- **SCHRIFTLICHE AUFGABE**:
Beantworte zum Reisebericht über Prag unten diese Fragen:
(a) Wie viele Stunden dauert die Zugfahrt von Budapest nach Prag?
(b) Welche zwei Städte stehen auf dem Plan für den zweiten Teil der Reise?
(c) Was ist am Himmel über der Gasse zu sehen, nachdem die erzählende Person um die Ecke biegt?

- **TEXT ZUM LESEN**:
Prag. Da war ich mal vor hundert Jahren. Als die Hölle zugefroren war und ich zur Schule ging. Auf Abschlussfahrt. Ich erinnere mich an exakt drei Dinge: Die Rolltreppen der U-Bahn waren wahnsinnig lang und schnell. Es gab einen Haufen alter Häuser, die mich mit 18 nicht die Bohne interessiert haben. Absinth tötet.
Mein Freund und ich sitzen sechs Stunden im Zug von Budapest nach Prag. Die Zugabteile sind in kleine Kabinen geteilt. Am Fenster sitzt ein Ehepaar, das Eiswürfel gegessen hat und die ganze Fahrt nicht miteinander spricht. Gegenüber ein etwa 16-jähriges Mädchen mit seiner Mutter, deren Arm mit verblassten Sternchen-Tattoos vollgekleistert ist. Da ist es beinahe cooler, wenn mein Vaddah Instagram hat.
Die goldene Nachmittagssonne scheint schräg am Vorhang vorbei in mein Gesicht. Mein Freund hat seine Arme um mich gelegt, während er liest, und ich schließe für eine Weile die Augen.
Wir sind auf Zugreise durch Osteuropa, hingen schon kopfüber am Wiener Abendhimmel und sind durch die nebligen Gassen Budapests gegeistert.
Der zweite Teil unseres Trips führt uns nach Prag und Berlin. Zu astronomischen Uhren, tanzenden Häusern, in gläserne Kuppeln und zu der Mauer, die Deutschland einst in zwei Staaten teilte. Als Deutsche und Amerikaner noch nicht in ungarischen Zügen rumgeknutscht und sternchentätowierte Mütter verwirrt haben.
Es ist pottdunkel, als wir in Prag aus dem Hauptbahnhof fallen. Mein Koffer lässt sich widerstrebend über das Kopfsteinpflaster schleifen. Dann biege ich um die Ecke und sehe den fahlen Vollmond über der Gasse mit den historischen, weißen Fassaden. Ein blattloser Baum lässt seine dürren Äste wie ein klangloses Windspiel in die Szene wehen. Schatten zeichnen sich auf dem Boden und hinter den Straßenlaternen ab.

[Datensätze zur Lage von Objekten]
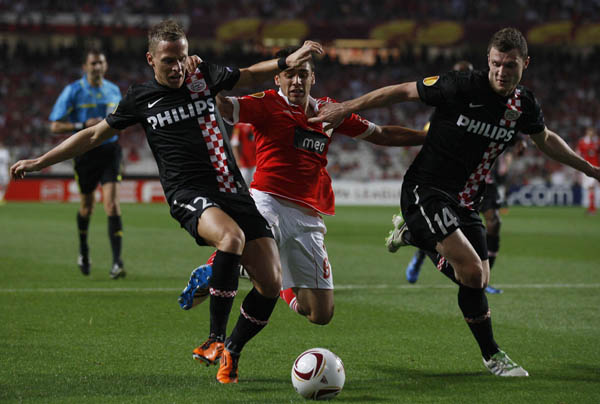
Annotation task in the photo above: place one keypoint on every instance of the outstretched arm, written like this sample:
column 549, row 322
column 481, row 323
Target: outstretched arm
column 75, row 145
column 225, row 107
column 396, row 136
column 262, row 71
column 557, row 149
column 334, row 113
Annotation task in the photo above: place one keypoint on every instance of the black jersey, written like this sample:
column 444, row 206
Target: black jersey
column 185, row 130
column 470, row 127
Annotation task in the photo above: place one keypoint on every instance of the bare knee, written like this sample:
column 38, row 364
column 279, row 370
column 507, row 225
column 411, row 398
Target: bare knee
column 269, row 287
column 232, row 241
column 472, row 275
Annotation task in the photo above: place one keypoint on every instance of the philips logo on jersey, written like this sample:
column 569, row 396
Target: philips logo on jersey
column 310, row 141
column 497, row 133
column 181, row 113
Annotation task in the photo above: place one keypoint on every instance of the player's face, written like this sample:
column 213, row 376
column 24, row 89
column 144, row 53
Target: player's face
column 506, row 70
column 296, row 83
column 168, row 62
column 95, row 67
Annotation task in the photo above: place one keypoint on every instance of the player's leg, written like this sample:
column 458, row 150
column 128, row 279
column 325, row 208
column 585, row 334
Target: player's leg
column 115, row 226
column 261, row 260
column 4, row 180
column 469, row 269
column 592, row 200
column 414, row 266
column 87, row 175
column 316, row 304
column 492, row 227
column 474, row 305
column 84, row 213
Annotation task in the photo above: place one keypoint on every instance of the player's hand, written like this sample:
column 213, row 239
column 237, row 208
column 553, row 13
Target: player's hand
column 91, row 122
column 331, row 115
column 303, row 54
column 18, row 170
column 595, row 173
column 191, row 63
column 521, row 146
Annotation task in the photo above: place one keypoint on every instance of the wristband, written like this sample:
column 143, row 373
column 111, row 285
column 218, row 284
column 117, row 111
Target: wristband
column 281, row 63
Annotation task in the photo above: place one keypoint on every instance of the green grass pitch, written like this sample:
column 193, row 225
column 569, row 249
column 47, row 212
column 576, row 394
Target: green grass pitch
column 66, row 338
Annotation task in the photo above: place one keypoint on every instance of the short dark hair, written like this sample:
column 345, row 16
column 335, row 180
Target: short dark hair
column 166, row 30
column 463, row 66
column 508, row 39
column 91, row 50
column 285, row 52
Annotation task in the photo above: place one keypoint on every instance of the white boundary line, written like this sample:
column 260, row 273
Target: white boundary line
column 338, row 287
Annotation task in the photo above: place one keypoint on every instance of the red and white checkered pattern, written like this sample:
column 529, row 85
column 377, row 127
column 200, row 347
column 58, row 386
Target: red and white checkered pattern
column 212, row 136
column 478, row 176
column 513, row 103
column 494, row 149
column 222, row 293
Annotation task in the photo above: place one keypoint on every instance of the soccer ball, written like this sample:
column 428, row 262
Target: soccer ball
column 318, row 374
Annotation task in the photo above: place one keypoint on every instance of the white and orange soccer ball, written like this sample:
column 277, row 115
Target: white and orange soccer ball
column 318, row 374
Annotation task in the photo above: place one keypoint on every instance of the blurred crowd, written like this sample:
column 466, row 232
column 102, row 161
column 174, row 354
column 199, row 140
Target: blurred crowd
column 318, row 10
column 565, row 82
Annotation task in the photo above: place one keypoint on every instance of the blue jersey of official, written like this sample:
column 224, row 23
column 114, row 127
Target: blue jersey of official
column 79, row 101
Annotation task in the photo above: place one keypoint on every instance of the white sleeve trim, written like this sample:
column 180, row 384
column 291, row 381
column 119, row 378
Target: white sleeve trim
column 236, row 111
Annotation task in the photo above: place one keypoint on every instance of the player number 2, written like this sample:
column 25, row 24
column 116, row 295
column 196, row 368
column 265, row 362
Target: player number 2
column 449, row 219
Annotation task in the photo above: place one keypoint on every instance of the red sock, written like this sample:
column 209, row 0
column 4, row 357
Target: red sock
column 211, row 258
column 290, row 298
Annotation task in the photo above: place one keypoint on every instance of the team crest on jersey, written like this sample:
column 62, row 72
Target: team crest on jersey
column 429, row 81
column 512, row 114
column 197, row 86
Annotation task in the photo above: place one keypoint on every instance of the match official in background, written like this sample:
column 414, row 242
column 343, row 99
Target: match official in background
column 201, row 181
column 82, row 104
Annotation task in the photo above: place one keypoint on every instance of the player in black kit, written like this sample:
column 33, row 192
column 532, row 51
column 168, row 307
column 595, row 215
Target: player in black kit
column 477, row 116
column 201, row 182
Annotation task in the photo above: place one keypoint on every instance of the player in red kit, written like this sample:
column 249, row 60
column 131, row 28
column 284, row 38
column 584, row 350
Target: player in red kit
column 291, row 186
column 244, row 149
column 589, row 148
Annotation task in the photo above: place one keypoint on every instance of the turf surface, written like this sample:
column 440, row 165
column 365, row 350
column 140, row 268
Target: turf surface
column 66, row 338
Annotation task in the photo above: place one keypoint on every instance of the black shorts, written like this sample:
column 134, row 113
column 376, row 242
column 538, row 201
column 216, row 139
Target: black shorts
column 188, row 206
column 491, row 198
column 432, row 215
column 102, row 164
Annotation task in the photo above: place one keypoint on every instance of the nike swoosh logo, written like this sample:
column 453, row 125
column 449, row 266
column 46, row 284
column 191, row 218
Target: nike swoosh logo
column 151, row 104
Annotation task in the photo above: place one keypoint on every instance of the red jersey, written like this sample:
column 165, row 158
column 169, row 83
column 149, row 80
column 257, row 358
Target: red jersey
column 243, row 136
column 589, row 149
column 291, row 153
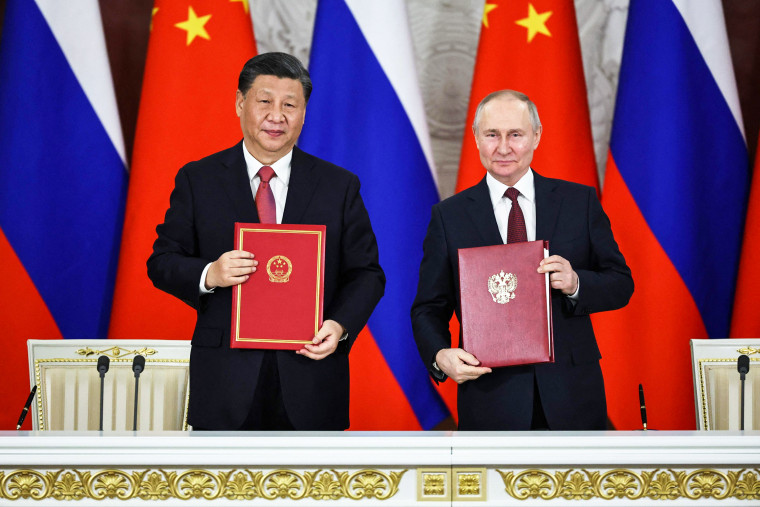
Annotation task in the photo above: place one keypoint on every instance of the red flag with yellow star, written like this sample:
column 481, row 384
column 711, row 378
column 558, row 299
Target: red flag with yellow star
column 533, row 47
column 187, row 111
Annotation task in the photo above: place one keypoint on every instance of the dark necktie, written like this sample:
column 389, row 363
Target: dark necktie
column 516, row 231
column 265, row 198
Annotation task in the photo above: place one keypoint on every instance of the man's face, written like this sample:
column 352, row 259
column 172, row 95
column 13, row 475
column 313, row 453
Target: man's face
column 271, row 116
column 505, row 139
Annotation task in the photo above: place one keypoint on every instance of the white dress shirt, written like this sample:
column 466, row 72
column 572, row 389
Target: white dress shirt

- **DEINE LÖSUNG**:
(a) Sechs Stunden.
(b) Prag und Berlin.
(c) Der fahle Vollmond.